>> Start

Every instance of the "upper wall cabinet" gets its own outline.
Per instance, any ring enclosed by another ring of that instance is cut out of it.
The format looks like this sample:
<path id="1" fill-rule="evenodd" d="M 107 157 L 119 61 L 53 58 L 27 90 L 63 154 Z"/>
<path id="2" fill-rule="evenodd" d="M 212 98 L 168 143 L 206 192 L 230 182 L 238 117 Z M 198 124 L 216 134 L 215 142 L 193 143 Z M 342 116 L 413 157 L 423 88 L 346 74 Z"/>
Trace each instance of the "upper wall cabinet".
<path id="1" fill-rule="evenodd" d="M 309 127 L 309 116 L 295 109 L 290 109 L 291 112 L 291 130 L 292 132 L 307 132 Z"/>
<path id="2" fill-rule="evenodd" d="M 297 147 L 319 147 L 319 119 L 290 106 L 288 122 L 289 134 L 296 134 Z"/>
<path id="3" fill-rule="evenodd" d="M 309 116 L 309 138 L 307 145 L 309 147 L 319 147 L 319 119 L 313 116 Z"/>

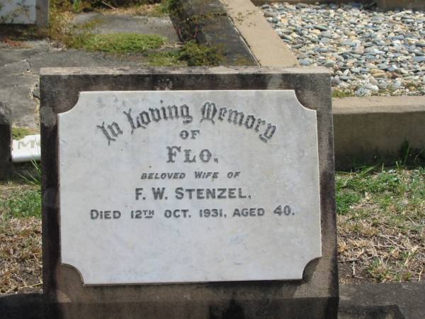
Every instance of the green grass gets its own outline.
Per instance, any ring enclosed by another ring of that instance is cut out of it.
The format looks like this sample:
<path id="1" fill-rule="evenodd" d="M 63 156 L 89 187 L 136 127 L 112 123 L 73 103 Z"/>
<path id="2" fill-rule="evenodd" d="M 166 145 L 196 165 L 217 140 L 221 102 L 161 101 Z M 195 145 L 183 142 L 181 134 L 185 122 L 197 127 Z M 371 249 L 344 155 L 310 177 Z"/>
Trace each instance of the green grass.
<path id="1" fill-rule="evenodd" d="M 373 204 L 386 213 L 396 213 L 425 203 L 425 168 L 390 169 L 373 167 L 355 172 L 339 172 L 336 177 L 336 210 L 347 213 L 351 207 L 373 196 Z M 391 211 L 387 211 L 391 209 Z"/>
<path id="2" fill-rule="evenodd" d="M 149 49 L 159 49 L 166 39 L 157 35 L 136 33 L 76 35 L 71 46 L 87 51 L 109 53 L 142 53 Z"/>
<path id="3" fill-rule="evenodd" d="M 6 218 L 41 218 L 41 193 L 38 189 L 13 192 L 6 199 L 0 199 L 0 211 Z"/>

>> End

**Stated exercise:**
Reproduce each line above that contains the word "outline".

**Problem solution:**
Every instance of the "upper wall cabinet" gets its own outline.
Every instance of the green grass gets its own outline.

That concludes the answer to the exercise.